# [TASK INPUTS]
——
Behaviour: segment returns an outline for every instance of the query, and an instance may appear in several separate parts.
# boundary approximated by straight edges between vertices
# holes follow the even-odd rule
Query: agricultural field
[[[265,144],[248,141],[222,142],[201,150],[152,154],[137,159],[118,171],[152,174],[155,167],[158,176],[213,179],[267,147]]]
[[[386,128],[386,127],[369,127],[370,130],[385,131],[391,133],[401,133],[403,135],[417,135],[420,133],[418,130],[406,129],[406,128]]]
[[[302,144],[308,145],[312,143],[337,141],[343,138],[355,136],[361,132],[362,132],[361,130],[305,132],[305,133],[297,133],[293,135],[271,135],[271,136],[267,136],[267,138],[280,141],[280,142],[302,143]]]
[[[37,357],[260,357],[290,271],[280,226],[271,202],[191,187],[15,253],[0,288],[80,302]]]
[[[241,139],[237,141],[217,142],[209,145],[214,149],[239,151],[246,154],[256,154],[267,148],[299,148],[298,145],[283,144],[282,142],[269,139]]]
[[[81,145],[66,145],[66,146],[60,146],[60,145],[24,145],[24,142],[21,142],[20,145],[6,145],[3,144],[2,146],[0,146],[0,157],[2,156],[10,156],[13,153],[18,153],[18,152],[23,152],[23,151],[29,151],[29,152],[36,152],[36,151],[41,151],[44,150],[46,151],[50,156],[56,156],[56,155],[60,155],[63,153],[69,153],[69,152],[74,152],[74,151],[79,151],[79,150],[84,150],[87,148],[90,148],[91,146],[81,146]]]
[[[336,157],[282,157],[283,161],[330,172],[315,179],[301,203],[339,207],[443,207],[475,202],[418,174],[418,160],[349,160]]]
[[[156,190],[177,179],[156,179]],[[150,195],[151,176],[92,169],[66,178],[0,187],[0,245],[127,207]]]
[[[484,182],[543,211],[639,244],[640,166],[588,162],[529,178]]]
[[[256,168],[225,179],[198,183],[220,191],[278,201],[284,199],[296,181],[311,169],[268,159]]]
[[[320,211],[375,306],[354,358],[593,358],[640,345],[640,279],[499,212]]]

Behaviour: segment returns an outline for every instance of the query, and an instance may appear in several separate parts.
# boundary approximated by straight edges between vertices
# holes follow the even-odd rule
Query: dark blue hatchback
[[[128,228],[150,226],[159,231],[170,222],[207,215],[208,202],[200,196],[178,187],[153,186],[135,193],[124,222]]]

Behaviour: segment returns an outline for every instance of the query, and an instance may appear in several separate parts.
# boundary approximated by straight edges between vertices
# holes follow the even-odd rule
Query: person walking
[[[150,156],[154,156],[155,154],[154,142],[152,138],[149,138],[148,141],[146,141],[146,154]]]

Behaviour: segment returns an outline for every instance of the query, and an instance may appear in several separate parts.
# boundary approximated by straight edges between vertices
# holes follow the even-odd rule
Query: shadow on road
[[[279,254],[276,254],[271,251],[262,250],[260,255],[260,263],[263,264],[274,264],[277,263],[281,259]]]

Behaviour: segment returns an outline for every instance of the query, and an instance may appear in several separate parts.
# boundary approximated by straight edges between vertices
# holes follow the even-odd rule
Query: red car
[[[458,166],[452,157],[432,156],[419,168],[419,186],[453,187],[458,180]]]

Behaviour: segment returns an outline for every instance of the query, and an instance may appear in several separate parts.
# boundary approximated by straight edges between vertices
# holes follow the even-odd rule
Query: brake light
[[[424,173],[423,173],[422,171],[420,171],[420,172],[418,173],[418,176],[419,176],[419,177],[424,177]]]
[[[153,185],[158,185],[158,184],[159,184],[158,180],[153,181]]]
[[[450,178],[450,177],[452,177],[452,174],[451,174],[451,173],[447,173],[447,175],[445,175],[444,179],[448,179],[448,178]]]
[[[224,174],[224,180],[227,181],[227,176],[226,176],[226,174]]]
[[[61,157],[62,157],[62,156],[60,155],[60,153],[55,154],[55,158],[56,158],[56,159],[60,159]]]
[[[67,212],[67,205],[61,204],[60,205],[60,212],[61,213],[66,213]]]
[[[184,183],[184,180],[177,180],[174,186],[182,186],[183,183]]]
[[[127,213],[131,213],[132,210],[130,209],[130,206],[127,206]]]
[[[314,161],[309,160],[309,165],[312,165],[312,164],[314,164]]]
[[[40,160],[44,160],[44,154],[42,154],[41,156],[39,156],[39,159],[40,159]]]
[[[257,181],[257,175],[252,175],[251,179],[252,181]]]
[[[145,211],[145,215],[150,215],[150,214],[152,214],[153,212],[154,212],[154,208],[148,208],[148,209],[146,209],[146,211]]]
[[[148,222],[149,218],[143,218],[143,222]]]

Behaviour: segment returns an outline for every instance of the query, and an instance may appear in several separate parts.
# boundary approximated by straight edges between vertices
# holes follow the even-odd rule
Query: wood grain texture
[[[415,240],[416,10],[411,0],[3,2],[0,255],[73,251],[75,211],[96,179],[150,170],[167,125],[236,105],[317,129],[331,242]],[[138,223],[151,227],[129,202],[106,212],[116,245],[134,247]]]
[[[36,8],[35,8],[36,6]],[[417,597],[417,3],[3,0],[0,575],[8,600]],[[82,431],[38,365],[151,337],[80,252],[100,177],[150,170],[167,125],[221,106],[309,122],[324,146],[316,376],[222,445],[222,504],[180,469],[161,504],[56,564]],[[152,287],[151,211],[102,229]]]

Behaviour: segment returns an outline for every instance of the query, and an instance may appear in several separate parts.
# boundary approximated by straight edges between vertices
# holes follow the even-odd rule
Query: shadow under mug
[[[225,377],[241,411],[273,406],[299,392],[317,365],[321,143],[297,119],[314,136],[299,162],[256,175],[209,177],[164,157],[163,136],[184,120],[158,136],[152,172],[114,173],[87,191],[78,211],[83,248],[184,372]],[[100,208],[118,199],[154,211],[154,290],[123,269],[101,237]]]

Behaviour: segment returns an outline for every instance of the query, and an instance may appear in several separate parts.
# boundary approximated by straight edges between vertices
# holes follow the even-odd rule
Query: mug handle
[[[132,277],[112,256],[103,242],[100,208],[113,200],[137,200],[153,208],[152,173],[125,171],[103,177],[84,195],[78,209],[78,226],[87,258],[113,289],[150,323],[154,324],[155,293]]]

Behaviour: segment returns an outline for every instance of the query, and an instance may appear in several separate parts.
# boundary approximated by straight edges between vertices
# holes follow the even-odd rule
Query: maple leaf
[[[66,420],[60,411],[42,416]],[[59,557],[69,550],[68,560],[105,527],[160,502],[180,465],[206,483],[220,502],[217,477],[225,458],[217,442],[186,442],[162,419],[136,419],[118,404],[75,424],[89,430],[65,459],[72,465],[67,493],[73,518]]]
——
# [EXERCISE REQUIREMENTS]
Could you reproduce all the records exactly?

# [COMPLETED EXERCISE]
Behaviour: segment returns an outline for every instance of the query, and an instance may appear in several separate parts.
# boundary approximated by straight edges between vertices
# holes follow the even-odd rule
Query: agricultural field
[[[265,144],[248,141],[222,142],[201,150],[152,154],[137,159],[118,171],[152,174],[155,167],[158,176],[213,179],[267,147]]]
[[[386,128],[386,127],[369,127],[370,130],[385,131],[391,133],[401,133],[403,135],[417,135],[420,133],[418,130],[406,129],[406,128]]]
[[[302,144],[308,145],[312,143],[337,141],[343,138],[355,136],[361,132],[362,132],[361,130],[305,132],[305,133],[297,133],[293,135],[271,135],[271,136],[267,136],[267,138],[280,141],[280,142],[302,143]]]
[[[37,357],[260,357],[290,271],[280,226],[271,202],[191,187],[15,253],[0,288],[80,302]]]
[[[241,139],[237,141],[217,142],[209,145],[214,149],[239,151],[246,154],[256,154],[267,148],[299,148],[298,145],[283,144],[282,142],[269,139]]]
[[[81,145],[66,145],[66,146],[60,146],[60,145],[24,145],[24,142],[21,142],[20,145],[6,145],[3,144],[2,146],[0,146],[0,157],[2,156],[10,156],[13,153],[18,153],[18,152],[23,152],[23,151],[29,151],[29,152],[36,152],[36,151],[41,151],[44,150],[46,151],[50,156],[56,156],[56,155],[60,155],[63,153],[69,153],[69,152],[74,152],[74,151],[79,151],[79,150],[84,150],[87,148],[90,148],[91,146],[81,146]]]
[[[336,157],[282,157],[283,161],[330,172],[315,179],[301,203],[339,207],[443,207],[475,202],[418,174],[418,160],[349,160]]]
[[[156,190],[177,179],[156,179]],[[150,195],[151,176],[92,169],[66,178],[0,187],[0,245],[127,207]]]
[[[484,182],[543,211],[639,244],[640,166],[588,162],[529,178]]]
[[[256,168],[225,179],[198,183],[220,191],[278,201],[284,199],[296,181],[311,169],[268,159]]]
[[[320,211],[375,306],[354,358],[593,358],[640,345],[640,279],[499,212]]]

Behaviour: segment returns an outline for every instance of the query, and an instance may appear in several separate parts.
# boundary approximated by straight edges between vertices
# holes follow the even-odd rule
Query: dark blue hatchback
[[[128,228],[150,226],[159,231],[170,222],[207,215],[208,202],[200,196],[178,187],[153,186],[135,193],[124,222]]]

Behaviour: segment returns an outline for every instance of the query, and an instance may appear in several separate parts.
# boundary approximated by straight edges between vertices
# holes follow the even-odd rule
Query: person walking
[[[150,156],[154,156],[155,154],[154,142],[152,138],[149,138],[148,141],[146,141],[146,154]]]

Behaviour: segment returns an outline for every instance of the query, and an instance may appear in several separate parts.
# boundary approximated by straight edges between vertices
# holes follow the even-odd rule
Query: shadow on road
[[[279,254],[276,254],[271,251],[262,250],[260,255],[260,263],[263,264],[274,264],[277,263],[281,259]]]

Behaviour: segment returns an outline for every instance of the query, and an instance may appear in several separate parts.
# boundary approximated by straight edges between vertices
# holes follow the even-odd rule
Query: red car
[[[458,166],[452,157],[432,156],[419,168],[419,186],[453,187],[458,180]]]

Behaviour: segment returns an outline for every instance of the query, and an instance may appear in several separate parts.
# boundary approximated by straight edges between vertices
# holes follow the even-odd rule
Query: brake light
[[[424,173],[423,173],[422,171],[420,171],[420,172],[418,173],[418,176],[419,176],[419,177],[424,177]]]
[[[153,185],[158,185],[158,184],[159,184],[158,180],[153,181]]]
[[[450,178],[450,177],[452,177],[452,174],[451,174],[451,173],[447,173],[447,175],[445,175],[444,179],[448,179],[448,178]]]
[[[224,174],[224,180],[227,181],[227,176],[226,176],[226,174]]]
[[[61,157],[62,157],[62,156],[60,155],[60,153],[55,154],[55,158],[56,158],[56,159],[60,159]]]
[[[67,212],[67,205],[61,204],[60,205],[60,212],[61,213],[66,213]]]
[[[184,183],[184,180],[177,180],[174,186],[182,186],[183,183]]]
[[[127,213],[131,213],[132,210],[130,209],[130,206],[127,206]]]
[[[314,161],[309,160],[309,165],[312,165],[312,164],[314,164]]]
[[[40,160],[44,160],[44,154],[42,154],[41,156],[39,156],[39,159],[40,159]]]
[[[257,181],[257,175],[252,175],[251,179],[252,181]]]
[[[145,211],[145,215],[150,215],[150,214],[152,214],[153,212],[154,212],[154,208],[148,208],[148,209],[146,209],[146,211]]]
[[[148,222],[149,218],[143,218],[143,222]]]

Behaviour: segment returns an outline for every instance of the query, and an instance may appear in several separate parts.
# boundary approximated by straight edges between vertices
# holes follow the even-odd rule
Query: wood grain texture
[[[415,240],[416,10],[411,0],[3,2],[0,255],[73,251],[75,211],[96,179],[150,170],[167,125],[236,105],[317,129],[331,242]],[[138,223],[151,227],[129,202],[106,212],[116,245],[134,247]]]
[[[36,8],[35,8],[36,6]],[[417,597],[417,3],[3,0],[0,575],[8,600]],[[82,431],[38,365],[151,337],[80,252],[100,177],[150,170],[167,125],[221,106],[309,122],[324,146],[316,376],[222,445],[222,504],[180,469],[161,504],[56,564]],[[152,287],[151,211],[102,229]]]

Behaviour: segment returns an outline for every instance of the query, and an instance may appear in several separate parts.
# boundary approximated by straight edges between vertices
# holes follow the even-odd rule
Query: shadow under mug
[[[225,377],[241,411],[273,406],[299,392],[317,365],[321,143],[297,119],[314,136],[299,162],[256,175],[209,177],[164,157],[163,136],[184,120],[158,136],[152,172],[114,173],[87,191],[78,211],[83,248],[184,372]],[[100,208],[118,199],[154,211],[154,290],[123,269],[101,237]]]

Behaviour: segment returns an outline for every instance of the query, and an instance may appear in several separate parts.
# boundary approximated by straight edges between vertices
# holes follow the even-odd rule
Query: mug handle
[[[132,277],[112,256],[103,242],[100,208],[113,200],[137,200],[153,208],[152,173],[125,171],[103,177],[84,195],[78,209],[78,226],[87,258],[113,289],[150,323],[154,324],[155,293]]]

Behaviour: segment returns an outline for every instance of the query, and an instance may appear in several separate parts.
# boundary approximated by straight edges between vertices
# holes follow the even-odd rule
Query: maple leaf
[[[66,420],[60,411],[42,416]],[[59,557],[69,550],[68,560],[105,527],[160,502],[180,465],[206,483],[220,502],[217,477],[225,458],[217,442],[186,442],[162,419],[136,419],[118,404],[75,424],[89,430],[65,459],[72,465],[67,493],[73,518]]]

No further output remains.